Neue gentechnische Verfahren wie Crispr/Cas sollen auch künftig auf ihre Risiken geprüft und unter Berücksichtigung des Vorsorgeprinzips zugelassen werden. Dafür spricht sich die Zukunftskommission Landwirtschaft (ZKL) in ihrem Abschlussbericht aus, den sie heute der Bundeskanzlerin überreichte. Eine gesetzliche Regulierung müsse Landwirtschaft und Verbrauchern die Wahl lassen, ob sie Produkte mit oder ohne Gentechnik bevorzugen.
Die gentechnikfreie Produktion sei in Deutschland von großer Bedeutung, begründet dies das 187seitige Papier zum Thema „Zukunft Landwirtschaft“. 31 Vertreterinnen aus Landwirtschaft, Wirtschaft, Verbraucher-, Umwelt- und Tierschutz sowie Wissenschaft hatten im Auftrag der Bundeskanzlerin zehn Monate an Empfehlungen und Vorschlägen gearbeitet, um eine nachhaltige, also ökologisch und ökonomisch tragfähige sowie sozial verträgliche Landwirtschaft in Deutschland auch in Zukunft zu ermöglichen.

• [Gestellte Aufgabe 1]
Nenne alle Bereiche, aus denen laut dem Text über die Zukunftskommission Landwirtschaft die 31 Vertreterinnen stammten.

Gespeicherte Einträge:
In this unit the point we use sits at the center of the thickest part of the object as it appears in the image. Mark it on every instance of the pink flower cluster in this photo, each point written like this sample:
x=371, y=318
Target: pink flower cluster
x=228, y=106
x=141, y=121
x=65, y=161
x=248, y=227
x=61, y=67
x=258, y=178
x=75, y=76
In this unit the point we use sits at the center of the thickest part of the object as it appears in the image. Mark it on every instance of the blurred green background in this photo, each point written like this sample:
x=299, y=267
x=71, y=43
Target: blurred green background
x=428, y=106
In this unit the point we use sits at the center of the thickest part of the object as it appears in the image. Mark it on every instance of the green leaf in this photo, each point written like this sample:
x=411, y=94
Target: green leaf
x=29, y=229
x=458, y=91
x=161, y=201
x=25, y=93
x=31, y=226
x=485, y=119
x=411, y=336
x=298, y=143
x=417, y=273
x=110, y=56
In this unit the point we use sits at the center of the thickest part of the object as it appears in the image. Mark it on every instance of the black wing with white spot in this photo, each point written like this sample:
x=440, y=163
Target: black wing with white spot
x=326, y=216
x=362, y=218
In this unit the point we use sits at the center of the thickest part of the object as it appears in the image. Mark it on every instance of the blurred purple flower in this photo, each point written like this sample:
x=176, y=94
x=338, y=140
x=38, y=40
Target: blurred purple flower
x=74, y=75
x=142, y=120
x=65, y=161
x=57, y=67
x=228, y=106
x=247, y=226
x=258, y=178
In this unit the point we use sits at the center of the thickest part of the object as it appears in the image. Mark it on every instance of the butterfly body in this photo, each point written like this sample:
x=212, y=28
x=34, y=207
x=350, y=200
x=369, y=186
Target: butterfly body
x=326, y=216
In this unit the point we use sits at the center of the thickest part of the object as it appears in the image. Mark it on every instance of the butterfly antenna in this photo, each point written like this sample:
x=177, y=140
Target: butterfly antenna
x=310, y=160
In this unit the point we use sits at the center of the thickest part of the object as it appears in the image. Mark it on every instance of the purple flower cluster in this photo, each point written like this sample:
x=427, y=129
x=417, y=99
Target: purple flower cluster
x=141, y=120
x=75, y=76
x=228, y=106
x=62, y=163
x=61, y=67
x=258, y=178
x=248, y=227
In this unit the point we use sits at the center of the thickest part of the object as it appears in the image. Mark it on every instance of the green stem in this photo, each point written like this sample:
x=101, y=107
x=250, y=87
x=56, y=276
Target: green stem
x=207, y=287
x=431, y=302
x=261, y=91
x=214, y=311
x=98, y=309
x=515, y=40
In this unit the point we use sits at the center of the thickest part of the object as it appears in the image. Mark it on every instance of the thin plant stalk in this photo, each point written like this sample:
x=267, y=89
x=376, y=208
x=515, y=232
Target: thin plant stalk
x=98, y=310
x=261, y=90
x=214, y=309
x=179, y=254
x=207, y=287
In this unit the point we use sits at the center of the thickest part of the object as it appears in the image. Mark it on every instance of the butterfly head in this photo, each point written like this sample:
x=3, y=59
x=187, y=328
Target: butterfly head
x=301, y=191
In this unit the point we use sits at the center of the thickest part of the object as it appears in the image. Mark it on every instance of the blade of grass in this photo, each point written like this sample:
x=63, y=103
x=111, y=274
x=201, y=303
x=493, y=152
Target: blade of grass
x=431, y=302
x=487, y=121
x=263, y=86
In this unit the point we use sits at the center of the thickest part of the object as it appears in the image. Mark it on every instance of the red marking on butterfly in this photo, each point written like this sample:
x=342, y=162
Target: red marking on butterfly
...
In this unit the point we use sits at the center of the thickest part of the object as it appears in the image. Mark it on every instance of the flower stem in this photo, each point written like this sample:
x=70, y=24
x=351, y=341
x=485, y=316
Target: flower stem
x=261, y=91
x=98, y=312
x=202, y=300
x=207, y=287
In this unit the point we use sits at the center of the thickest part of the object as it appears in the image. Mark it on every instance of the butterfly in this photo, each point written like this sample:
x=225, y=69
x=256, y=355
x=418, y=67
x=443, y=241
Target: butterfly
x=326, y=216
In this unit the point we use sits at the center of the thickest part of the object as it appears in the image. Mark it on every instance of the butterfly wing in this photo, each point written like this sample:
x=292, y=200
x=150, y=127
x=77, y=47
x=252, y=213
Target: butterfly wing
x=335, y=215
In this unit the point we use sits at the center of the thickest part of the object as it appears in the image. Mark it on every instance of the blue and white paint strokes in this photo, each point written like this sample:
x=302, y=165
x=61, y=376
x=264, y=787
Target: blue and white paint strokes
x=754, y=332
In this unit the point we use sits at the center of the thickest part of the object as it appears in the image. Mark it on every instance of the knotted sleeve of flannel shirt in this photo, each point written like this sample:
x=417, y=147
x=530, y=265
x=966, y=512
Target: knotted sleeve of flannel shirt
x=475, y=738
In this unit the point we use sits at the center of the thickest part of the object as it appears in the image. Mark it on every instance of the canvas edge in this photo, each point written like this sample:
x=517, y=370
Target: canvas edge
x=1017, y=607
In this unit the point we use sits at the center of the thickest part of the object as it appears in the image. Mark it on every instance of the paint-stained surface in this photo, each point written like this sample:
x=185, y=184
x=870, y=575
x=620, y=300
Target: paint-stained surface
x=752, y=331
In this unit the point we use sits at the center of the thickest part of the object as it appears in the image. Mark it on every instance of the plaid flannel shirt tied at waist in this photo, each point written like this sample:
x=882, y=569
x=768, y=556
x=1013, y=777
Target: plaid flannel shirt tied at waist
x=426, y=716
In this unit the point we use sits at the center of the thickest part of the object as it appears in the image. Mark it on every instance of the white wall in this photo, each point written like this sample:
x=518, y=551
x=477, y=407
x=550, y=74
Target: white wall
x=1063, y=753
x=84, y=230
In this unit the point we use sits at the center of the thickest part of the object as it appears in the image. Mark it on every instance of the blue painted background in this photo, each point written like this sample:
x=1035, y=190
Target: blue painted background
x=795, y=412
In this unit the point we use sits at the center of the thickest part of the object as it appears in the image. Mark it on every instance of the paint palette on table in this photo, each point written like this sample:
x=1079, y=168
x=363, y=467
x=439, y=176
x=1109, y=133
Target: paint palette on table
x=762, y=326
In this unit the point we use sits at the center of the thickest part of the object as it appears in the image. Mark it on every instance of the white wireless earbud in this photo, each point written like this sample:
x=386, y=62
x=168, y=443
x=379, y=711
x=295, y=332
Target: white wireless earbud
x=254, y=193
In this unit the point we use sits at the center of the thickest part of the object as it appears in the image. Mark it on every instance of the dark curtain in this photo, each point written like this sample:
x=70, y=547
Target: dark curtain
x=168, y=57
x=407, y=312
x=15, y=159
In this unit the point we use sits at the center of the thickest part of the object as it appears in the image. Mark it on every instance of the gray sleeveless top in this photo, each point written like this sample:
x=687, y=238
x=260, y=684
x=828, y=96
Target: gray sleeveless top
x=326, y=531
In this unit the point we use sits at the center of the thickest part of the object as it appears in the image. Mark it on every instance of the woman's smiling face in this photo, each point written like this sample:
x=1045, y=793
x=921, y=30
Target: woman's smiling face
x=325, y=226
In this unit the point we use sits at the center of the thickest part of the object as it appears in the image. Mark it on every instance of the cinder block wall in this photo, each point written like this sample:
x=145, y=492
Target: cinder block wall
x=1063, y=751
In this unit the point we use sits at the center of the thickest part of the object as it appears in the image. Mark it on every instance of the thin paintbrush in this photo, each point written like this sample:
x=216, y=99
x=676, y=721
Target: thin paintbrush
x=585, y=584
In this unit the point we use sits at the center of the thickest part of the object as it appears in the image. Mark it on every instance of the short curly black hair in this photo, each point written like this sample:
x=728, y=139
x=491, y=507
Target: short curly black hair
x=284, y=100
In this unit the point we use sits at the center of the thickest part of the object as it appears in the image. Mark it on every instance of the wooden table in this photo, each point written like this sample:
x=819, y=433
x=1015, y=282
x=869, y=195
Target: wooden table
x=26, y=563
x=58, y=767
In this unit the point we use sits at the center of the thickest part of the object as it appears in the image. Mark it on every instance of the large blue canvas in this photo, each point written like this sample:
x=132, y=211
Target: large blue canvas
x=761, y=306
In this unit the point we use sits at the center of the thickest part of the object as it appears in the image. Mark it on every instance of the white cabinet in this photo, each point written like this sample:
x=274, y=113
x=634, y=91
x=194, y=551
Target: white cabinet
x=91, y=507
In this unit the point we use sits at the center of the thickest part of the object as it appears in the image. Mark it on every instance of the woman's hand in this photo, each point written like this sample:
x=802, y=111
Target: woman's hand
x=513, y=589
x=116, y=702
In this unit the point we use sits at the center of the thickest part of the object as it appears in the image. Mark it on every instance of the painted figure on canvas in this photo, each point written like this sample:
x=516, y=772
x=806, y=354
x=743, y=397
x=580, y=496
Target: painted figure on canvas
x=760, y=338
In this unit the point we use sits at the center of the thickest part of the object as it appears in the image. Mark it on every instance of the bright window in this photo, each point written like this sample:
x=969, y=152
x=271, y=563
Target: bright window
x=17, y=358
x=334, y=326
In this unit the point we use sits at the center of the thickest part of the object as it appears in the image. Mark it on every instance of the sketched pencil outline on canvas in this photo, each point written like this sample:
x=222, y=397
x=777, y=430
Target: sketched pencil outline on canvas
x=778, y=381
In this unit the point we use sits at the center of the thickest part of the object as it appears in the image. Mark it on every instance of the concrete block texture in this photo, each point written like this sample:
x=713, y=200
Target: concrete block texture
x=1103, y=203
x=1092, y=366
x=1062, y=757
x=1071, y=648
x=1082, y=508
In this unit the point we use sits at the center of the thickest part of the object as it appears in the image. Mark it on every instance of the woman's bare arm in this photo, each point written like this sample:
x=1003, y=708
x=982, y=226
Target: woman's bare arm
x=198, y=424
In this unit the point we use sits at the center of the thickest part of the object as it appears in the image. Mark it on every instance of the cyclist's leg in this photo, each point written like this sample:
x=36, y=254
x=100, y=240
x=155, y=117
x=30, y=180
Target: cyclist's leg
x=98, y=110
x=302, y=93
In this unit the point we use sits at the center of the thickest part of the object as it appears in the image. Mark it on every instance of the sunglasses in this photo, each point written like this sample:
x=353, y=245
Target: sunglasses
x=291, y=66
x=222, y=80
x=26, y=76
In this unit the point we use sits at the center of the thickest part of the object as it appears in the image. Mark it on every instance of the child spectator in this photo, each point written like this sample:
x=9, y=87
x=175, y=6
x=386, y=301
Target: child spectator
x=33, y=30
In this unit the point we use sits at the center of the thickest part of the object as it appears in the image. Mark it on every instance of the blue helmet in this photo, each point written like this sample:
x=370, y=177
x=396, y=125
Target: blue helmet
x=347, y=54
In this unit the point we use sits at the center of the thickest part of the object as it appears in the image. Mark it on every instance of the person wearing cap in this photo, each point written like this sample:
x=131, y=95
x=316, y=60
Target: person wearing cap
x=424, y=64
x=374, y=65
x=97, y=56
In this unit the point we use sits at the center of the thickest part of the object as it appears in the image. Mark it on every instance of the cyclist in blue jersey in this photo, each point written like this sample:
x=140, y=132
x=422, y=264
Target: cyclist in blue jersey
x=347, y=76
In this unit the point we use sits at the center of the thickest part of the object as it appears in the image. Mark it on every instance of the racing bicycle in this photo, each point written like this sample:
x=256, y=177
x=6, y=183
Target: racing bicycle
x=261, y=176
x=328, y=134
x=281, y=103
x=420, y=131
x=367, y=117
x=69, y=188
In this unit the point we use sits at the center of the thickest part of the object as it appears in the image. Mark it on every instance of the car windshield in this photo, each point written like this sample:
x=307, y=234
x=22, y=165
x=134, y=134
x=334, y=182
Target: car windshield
---
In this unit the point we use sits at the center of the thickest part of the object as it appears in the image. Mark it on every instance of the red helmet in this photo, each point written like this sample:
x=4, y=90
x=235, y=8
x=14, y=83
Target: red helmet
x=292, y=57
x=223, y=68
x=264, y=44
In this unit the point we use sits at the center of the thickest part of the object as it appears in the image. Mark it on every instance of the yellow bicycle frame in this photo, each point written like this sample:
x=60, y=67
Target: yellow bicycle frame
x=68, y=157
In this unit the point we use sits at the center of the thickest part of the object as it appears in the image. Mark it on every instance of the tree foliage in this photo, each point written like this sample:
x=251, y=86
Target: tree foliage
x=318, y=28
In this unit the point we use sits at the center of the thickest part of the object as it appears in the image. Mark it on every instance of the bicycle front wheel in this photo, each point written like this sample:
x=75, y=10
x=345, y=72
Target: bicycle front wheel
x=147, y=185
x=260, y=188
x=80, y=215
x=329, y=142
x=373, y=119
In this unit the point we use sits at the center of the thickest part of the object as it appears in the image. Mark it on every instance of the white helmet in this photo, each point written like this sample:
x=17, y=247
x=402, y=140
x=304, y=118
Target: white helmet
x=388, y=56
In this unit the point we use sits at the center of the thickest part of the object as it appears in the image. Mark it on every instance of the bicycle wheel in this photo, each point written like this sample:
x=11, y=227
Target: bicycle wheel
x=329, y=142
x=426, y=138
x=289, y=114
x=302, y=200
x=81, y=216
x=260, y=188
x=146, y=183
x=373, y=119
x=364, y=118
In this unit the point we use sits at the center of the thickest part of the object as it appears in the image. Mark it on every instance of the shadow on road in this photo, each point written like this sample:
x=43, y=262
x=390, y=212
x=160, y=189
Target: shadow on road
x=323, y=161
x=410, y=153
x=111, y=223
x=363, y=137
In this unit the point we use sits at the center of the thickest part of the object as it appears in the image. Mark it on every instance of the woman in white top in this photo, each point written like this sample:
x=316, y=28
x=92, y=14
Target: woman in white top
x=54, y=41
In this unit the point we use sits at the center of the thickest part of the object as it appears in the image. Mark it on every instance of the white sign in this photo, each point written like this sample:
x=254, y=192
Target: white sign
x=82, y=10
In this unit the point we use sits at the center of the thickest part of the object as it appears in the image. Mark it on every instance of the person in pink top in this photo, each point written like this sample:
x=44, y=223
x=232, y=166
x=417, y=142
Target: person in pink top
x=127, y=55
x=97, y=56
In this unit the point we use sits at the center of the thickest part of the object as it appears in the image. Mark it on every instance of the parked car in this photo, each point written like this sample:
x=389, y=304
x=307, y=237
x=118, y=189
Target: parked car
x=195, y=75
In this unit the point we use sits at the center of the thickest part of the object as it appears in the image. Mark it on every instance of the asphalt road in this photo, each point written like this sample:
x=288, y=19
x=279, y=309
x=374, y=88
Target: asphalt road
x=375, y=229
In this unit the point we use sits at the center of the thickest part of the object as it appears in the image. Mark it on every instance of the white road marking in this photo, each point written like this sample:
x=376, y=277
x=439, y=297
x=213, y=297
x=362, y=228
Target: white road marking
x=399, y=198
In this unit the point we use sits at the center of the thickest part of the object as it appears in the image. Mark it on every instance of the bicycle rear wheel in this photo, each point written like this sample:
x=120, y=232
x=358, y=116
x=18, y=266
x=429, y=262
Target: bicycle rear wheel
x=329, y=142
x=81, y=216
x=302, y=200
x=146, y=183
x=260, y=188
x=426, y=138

• [Gestellte Aufgabe 2]
Schreibe aus den Datenzeilen die Zeilen ab, angefangen bei der Zeile mit „the red marking“ und weiter bis einschließlich der Zeile mit „Target: red marking on butterfly“.

• [Endgültige Antwort 1]
Landwirtschaft, Wirtschaft, Verbraucherschutz, Umweltschutz, Tierschutz, Wissenschaft

• [Endgültige Antwort 2]
In this unit the point we use sits at the center of the thickest part of the object as it appears in the image. Mark it on every instance of the red marking on butterfly in this photo, each point written like this sample:
x=342, y=162
Target: red marking on butterfly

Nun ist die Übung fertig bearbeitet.